═══ RECORDS FOR THIS EXERCISE
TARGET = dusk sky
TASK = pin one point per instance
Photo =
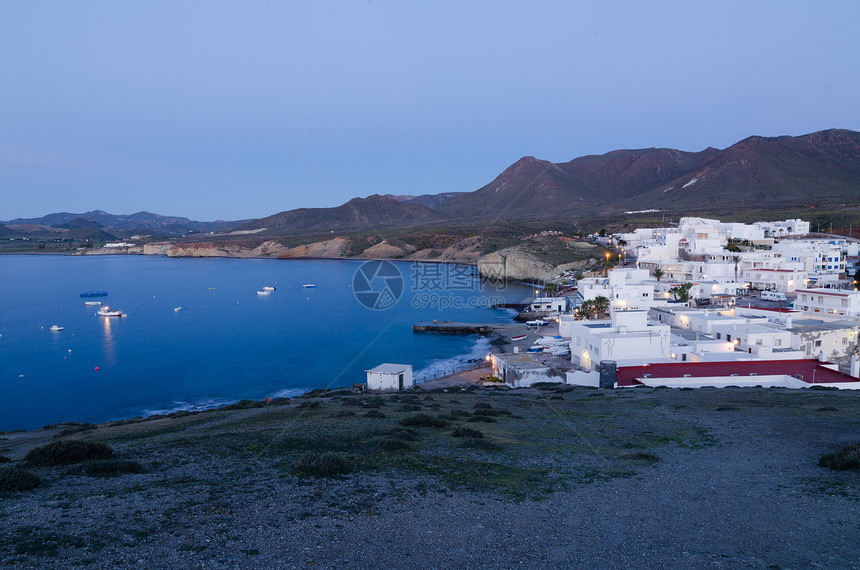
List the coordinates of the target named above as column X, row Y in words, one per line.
column 205, row 109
══════
EXERCISE OBJECTIVE » What I need is every record written out exactly, minus the pictures.

ANSWER TO THE PROBLEM »
TARGET = dusk sky
TASK = pin one point per instance
Photo =
List the coordinates of the target named above as column X, row Y in words, one per line.
column 205, row 109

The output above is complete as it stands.